Görev 1
Belge bölümünden "Haziran 2013, 438" ile başlayıp "huzur baş gösteriyor." ile biten kısmı birebir çıkarır mısınız?
═══ Belge Bölümü
TR EN

Dil Seçin

Ara

Haziran 2013

post-title

Haziran 2013, 438

 

Merhaba sevgili okuyucularımız,

Mevsimler birbirini izliyor. Kıştan sonra bahar ve yaz yeşil sayfalarını rabbimiz bir bir önümüze seriyor. Durgunlaşan zirai ve ticari hayat böyle yeniden canlanıp hareketleniyor ve bereketleniyor.

Manevi hayatımızda da bu böyle. Zamanın çarkı dönerken her yıl manevi hareket ve bereket mevsimi dediğimiz ayları da önümüze getiriyor. O bereketli zeminde ve zamanda ekilen sevap ve hayır tohumları bire yüz, bire üç yüz, hatta bire bin sevap meyveleri veriyor. Ruhlarımızın derinliklerinde yeni bir heyecan, taze bir canlılık ve gönüllerde ilahi bir huzur baş gösteriyor.
══════
Görev 2
Girdilerin başından başlayıp "x=186 y=166" bulunan satırla biten satırları, iki uç da dahil olmak üzere, birebir kopyalar mısınız?
═══ Sağlanan Veriler
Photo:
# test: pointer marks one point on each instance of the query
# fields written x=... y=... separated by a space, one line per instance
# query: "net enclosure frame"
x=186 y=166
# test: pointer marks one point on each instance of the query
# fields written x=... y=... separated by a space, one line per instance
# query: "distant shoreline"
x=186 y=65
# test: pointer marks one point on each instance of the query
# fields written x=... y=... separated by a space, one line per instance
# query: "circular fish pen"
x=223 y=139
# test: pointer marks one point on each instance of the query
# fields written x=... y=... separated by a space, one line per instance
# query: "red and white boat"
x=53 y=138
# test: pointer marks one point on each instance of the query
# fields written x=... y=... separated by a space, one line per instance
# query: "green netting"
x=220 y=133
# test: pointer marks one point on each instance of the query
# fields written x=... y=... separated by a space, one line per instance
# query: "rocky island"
══════
Ayrıntılı Çözüm 1
Haziran 2013, 438

 

Merhaba sevgili okuyucularımız,

Mevsimler birbirini izliyor. Kıştan sonra bahar ve yaz yeşil sayfalarını rabbimiz bir bir önümüze seriyor. Durgunlaşan zirai ve ticari hayat böyle yeniden canlanıp hareketleniyor ve bereketleniyor.

Manevi hayatımızda da bu böyle. Zamanın çarkı dönerken her yıl manevi hareket ve bereket mevsimi dediğimiz ayları da önümüze getiriyor. O bereketli zeminde ve zamanda ekilen sevap ve hayır tohumları bire yüz, bire üç yüz, hatta bire bin sevap meyveleri veriyor. Ruhlarımızın derinliklerinde yeni bir heyecan, taze bir canlılık ve gönüllerde ilahi bir huzur baş gösteriyor.

Ayrıntılı Çözüm 2
Photo:
# test: pointer marks one point on each instance of the query
# fields written x=... y=... separated by a space, one line per instance
# query: "net enclosure frame"
x=186 y=166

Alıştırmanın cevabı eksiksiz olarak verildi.